» TO BE DONE:
Scale the records from the line containing "Could you please indicate the wooden frame" through the end of the records, both ends included. Rewrite only those lines, requests included, multiplying every point coordinate in the answers by 0.35 and rounding to whole numbers, with halves rounded up.

» Named-object pointing records:
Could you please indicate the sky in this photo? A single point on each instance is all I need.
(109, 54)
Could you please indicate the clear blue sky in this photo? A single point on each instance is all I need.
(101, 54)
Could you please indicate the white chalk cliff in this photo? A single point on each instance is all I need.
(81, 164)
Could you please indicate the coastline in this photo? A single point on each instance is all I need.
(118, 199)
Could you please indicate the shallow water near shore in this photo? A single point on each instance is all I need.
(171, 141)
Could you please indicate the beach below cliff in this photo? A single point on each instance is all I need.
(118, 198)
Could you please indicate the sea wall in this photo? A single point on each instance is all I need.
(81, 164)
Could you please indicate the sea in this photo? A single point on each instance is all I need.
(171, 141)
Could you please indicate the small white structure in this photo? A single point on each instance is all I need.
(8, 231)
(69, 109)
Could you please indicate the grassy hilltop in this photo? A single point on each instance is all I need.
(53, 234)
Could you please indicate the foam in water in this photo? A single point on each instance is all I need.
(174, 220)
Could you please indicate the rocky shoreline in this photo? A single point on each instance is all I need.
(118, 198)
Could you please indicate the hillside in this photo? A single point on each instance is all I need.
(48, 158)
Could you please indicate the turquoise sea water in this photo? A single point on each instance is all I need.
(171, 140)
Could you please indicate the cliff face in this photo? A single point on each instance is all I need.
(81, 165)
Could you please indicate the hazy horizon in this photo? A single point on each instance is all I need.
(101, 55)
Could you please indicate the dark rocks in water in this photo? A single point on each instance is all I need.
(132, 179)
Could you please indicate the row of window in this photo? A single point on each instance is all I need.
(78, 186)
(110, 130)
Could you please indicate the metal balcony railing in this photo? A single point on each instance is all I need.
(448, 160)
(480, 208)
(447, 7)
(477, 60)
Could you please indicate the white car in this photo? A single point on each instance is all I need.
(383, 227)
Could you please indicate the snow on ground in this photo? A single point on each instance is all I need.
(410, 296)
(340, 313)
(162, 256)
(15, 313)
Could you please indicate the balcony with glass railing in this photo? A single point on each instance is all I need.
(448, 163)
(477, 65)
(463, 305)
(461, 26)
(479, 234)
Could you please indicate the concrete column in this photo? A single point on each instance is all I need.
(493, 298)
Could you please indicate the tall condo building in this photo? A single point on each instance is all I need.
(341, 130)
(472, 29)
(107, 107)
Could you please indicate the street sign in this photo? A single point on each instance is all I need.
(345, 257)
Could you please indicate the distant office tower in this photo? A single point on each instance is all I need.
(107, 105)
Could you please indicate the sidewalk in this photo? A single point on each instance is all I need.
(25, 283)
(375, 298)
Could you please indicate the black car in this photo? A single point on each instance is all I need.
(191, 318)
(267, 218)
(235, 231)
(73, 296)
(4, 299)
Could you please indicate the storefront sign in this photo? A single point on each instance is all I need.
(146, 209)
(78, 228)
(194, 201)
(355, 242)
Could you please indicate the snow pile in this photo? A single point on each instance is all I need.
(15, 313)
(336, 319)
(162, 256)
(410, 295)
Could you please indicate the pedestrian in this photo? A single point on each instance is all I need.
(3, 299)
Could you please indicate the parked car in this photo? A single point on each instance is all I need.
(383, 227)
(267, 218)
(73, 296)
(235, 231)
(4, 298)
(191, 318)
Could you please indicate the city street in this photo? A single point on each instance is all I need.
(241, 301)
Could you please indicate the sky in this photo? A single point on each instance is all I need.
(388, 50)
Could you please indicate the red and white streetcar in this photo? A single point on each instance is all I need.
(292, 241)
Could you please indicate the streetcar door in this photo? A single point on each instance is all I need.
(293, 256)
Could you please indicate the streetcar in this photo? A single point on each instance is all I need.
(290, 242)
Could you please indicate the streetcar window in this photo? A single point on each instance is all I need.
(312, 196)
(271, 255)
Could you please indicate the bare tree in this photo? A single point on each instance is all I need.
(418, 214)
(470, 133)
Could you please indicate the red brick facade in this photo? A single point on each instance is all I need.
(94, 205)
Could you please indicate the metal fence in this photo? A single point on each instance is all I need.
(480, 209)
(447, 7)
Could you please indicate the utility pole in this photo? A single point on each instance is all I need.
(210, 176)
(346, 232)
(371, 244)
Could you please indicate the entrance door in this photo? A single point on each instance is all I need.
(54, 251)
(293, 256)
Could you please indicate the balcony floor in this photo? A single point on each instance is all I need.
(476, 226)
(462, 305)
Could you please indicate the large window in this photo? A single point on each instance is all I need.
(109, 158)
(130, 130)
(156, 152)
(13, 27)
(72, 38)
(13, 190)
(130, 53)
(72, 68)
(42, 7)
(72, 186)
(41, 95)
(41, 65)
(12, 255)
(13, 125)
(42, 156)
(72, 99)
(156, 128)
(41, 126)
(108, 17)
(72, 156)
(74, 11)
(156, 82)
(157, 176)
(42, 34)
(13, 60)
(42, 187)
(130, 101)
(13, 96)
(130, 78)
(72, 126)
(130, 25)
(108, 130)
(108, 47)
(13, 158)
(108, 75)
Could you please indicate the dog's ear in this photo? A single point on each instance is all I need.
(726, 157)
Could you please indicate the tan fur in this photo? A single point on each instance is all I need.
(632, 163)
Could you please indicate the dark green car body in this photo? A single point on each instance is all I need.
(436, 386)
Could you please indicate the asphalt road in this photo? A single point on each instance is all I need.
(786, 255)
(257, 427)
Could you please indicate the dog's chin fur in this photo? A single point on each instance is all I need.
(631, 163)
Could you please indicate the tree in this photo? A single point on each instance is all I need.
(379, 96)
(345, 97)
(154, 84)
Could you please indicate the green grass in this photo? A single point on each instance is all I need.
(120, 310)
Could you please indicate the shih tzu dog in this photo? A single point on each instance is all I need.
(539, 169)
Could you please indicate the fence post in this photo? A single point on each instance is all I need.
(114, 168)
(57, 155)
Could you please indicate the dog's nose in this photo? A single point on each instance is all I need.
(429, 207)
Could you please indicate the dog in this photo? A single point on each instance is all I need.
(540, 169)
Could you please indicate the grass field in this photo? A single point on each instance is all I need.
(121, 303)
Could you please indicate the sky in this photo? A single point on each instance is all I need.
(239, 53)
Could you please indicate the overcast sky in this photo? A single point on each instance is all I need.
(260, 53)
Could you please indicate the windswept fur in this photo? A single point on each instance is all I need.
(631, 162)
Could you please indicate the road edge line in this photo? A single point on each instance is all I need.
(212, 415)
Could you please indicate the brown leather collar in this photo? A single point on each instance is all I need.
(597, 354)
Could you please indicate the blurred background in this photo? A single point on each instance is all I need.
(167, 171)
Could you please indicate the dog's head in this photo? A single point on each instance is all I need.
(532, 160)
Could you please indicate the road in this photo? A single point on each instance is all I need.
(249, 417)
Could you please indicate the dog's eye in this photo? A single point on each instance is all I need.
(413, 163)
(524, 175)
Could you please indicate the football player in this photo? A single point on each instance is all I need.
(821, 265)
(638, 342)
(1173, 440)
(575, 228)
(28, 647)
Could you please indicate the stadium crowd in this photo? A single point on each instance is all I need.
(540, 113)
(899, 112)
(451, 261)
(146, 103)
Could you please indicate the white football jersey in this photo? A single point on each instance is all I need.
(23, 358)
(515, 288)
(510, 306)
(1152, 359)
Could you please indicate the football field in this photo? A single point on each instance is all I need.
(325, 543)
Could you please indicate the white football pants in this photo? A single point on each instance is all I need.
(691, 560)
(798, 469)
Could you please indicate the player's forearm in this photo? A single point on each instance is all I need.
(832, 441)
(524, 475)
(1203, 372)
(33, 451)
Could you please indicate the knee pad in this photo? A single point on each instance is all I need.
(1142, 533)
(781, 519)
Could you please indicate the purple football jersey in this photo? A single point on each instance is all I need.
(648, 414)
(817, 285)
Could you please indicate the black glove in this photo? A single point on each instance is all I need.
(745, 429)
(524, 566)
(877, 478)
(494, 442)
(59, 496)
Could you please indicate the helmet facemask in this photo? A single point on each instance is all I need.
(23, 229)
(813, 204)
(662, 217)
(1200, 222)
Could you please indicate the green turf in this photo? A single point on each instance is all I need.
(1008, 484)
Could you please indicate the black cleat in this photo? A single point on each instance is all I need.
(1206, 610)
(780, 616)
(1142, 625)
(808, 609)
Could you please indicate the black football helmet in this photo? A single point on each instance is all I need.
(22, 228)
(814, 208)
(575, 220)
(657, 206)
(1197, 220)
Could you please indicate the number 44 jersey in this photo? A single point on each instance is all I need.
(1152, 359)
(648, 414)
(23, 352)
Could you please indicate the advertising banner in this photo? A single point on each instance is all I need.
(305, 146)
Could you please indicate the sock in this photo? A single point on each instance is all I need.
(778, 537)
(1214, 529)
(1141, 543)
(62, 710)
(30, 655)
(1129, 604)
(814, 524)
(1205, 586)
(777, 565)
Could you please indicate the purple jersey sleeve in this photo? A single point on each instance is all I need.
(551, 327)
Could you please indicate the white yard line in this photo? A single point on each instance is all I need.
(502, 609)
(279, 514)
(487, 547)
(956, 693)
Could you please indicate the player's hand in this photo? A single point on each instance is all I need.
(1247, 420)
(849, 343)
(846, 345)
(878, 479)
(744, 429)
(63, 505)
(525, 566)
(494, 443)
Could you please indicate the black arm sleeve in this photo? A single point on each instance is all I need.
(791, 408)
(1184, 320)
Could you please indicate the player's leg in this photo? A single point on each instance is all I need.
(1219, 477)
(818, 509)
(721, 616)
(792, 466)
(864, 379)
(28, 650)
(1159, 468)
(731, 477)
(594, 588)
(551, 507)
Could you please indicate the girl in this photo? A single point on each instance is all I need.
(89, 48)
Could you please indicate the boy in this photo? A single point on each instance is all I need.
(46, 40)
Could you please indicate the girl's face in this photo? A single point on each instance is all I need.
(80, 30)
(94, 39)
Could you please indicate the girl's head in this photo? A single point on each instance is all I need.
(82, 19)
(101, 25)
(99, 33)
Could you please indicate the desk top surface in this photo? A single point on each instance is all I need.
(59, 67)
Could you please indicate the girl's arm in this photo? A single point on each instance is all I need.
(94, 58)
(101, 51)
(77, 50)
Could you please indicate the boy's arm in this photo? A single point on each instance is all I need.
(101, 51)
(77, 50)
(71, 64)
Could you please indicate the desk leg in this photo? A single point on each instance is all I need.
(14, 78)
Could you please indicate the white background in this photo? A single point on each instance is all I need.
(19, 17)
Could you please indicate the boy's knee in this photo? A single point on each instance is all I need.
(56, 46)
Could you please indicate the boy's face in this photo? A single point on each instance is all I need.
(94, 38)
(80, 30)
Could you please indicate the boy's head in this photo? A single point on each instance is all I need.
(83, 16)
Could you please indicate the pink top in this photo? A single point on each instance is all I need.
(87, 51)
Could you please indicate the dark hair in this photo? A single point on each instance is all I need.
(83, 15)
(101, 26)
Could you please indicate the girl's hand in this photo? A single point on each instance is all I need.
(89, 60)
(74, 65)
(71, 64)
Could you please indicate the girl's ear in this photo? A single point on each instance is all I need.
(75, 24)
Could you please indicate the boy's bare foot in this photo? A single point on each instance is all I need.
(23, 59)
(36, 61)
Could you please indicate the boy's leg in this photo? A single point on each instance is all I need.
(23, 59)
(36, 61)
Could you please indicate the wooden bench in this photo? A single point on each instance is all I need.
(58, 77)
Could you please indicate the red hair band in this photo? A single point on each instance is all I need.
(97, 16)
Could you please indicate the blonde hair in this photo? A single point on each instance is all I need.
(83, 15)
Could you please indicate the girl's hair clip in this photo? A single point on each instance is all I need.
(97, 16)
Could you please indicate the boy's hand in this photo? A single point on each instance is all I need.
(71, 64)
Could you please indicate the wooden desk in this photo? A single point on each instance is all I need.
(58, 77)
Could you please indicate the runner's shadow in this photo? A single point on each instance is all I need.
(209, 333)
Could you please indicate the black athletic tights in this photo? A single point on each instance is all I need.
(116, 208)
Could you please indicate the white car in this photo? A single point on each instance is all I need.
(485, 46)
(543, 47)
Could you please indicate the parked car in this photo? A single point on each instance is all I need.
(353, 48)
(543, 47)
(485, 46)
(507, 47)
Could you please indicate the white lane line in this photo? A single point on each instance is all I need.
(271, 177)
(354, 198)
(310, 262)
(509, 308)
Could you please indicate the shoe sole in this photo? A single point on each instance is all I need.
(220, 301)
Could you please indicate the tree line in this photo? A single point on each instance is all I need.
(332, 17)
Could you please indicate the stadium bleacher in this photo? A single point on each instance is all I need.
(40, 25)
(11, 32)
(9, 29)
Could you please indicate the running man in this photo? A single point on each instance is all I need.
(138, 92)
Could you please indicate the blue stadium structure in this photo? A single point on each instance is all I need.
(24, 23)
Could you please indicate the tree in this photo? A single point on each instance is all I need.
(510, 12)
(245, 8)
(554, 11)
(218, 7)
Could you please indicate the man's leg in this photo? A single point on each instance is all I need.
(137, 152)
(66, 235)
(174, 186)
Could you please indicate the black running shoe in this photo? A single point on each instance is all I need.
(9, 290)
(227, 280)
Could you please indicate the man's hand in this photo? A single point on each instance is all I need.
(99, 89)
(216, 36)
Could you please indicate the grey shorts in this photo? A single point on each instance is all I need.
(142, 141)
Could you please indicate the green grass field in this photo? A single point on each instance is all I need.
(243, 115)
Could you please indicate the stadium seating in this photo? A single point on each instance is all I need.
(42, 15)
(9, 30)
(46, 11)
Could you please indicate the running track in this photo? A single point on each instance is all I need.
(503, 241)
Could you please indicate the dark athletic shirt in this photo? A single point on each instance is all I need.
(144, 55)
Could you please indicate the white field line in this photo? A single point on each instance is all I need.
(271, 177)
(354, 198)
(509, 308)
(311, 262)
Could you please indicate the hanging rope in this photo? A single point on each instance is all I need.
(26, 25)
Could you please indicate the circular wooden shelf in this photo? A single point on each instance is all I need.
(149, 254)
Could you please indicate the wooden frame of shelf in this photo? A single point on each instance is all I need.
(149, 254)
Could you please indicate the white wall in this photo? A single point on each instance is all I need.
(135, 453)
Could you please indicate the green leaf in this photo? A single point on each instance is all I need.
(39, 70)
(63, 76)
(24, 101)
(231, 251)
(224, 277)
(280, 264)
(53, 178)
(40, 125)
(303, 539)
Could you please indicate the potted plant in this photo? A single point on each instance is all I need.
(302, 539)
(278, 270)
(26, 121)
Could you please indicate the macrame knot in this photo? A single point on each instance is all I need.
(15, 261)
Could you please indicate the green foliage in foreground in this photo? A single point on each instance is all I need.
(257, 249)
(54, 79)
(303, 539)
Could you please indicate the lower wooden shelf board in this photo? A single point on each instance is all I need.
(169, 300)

» PROBLEM SOLUTION:
Could you please indicate the wooden frame of shelf in this photo? A single point on each instance is all I need.
(52, 89)
Could you please indicate the white wall in this photo? A single point on each instance is all I need.
(47, 159)
Could you please indicate the green leaf in this photo? A single point on each instance is all I need.
(14, 25)
(22, 27)
(8, 35)
(81, 88)
(78, 97)
(98, 92)
(19, 62)
(14, 44)
(106, 189)
Could you please indicate the potted plant in this photo? A single point on each instance is all I need.
(106, 189)
(97, 95)
(9, 42)
Could you please indicate the macrame knot in this photo? A single point on each instance is all I need.
(5, 91)
Could you please indicate the green foliage in foreground in this photo? A single point on each instance is all I need.
(90, 87)
(19, 28)
(106, 189)
Could you please indicate the lower wooden shelf board in this photo? A single point on each instance is all I need.
(59, 105)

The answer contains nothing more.